EXERCISE REQUIREMENTS |
Convert the lines below into a Markdown table with two columns, No. and Line, giving each row a number and skipping blank lines. Leave the pictures out of the table.

AVAILABLE DATA |
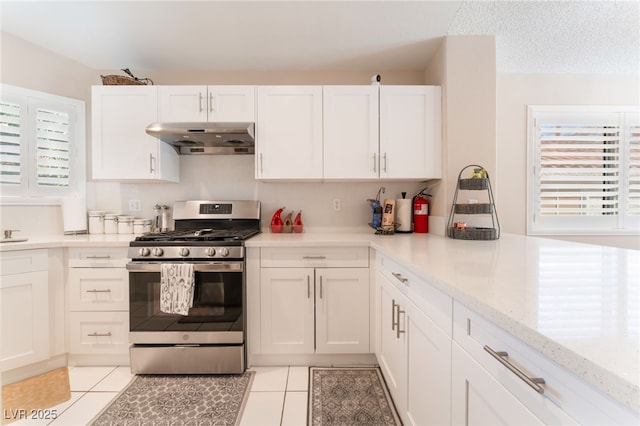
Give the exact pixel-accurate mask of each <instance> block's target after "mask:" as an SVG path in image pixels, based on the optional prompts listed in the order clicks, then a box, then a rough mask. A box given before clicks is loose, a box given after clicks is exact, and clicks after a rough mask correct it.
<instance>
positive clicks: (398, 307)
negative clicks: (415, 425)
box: [376, 273, 407, 420]
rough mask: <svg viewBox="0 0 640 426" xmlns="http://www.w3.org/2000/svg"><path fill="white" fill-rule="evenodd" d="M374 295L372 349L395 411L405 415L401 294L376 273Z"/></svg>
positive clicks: (405, 316)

SOLUTION FOR THIS EXERCISE |
| No. | Line |
|---|---|
| 1 | Give the exact pixel-accurate mask of each <instance> block's target after "mask:" as an SVG path in image pixels, based on the optional prompts listed in the order clicks, then a box, then a rough mask. A box given before clicks is loose, a box given after clicks is exact, and clicks after a rough mask correct it. |
| 2 | <instance> |
| 3 | positive clicks: (398, 307) |
| 4 | negative clicks: (415, 425) |
| 5 | box: [376, 273, 407, 420] |
| 6 | rough mask: <svg viewBox="0 0 640 426" xmlns="http://www.w3.org/2000/svg"><path fill="white" fill-rule="evenodd" d="M374 295L372 349L395 411L405 415L401 294L376 273Z"/></svg> |
| 7 | positive clicks: (405, 316) |